# Task details
Please filter the entries and return only the lines that include "resting".

··· Material for this task ···

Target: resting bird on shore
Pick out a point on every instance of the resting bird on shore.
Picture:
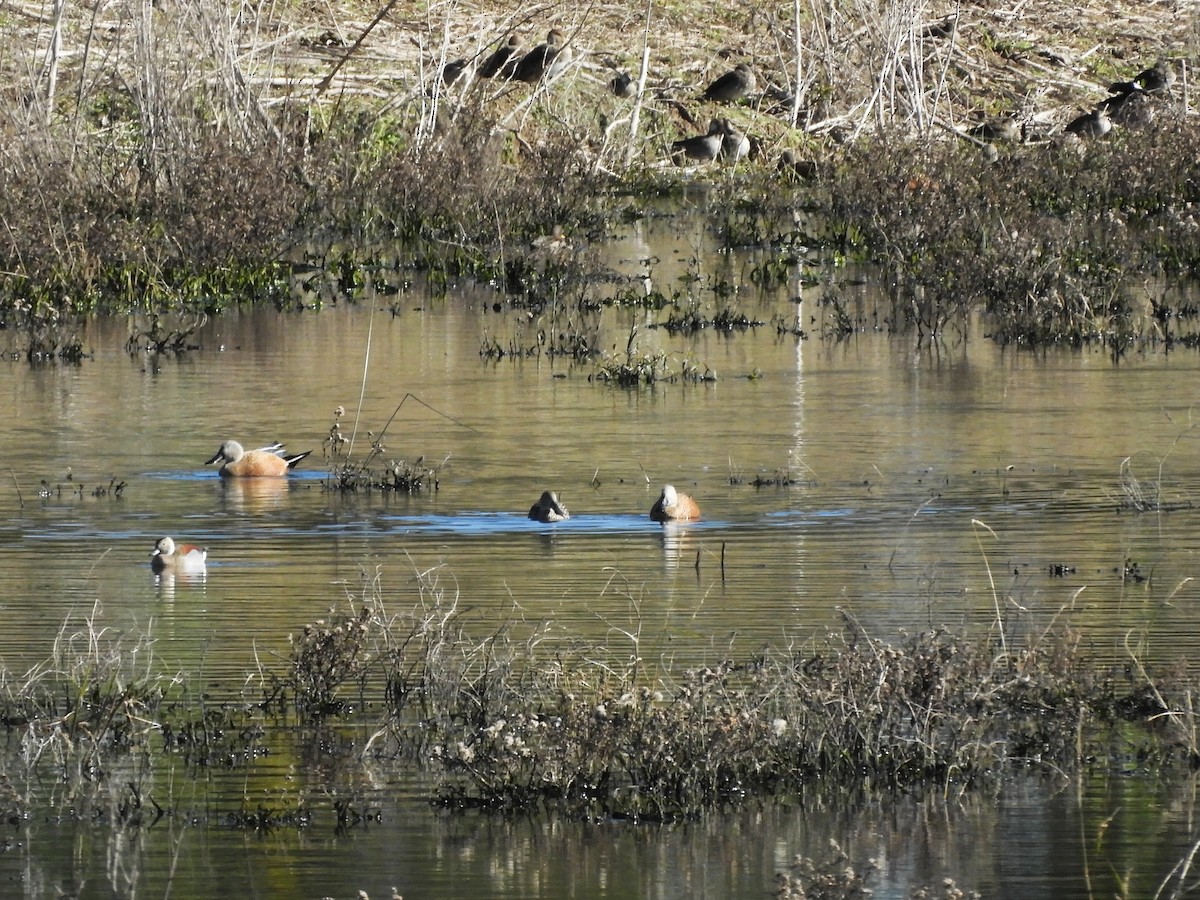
(796, 169)
(703, 148)
(1150, 81)
(502, 63)
(733, 85)
(622, 85)
(545, 59)
(1129, 111)
(1091, 125)
(997, 130)
(453, 71)
(735, 144)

···

# Task response
Target: resting bird on shore
Pick out a point on every instance of the resting bird on shore.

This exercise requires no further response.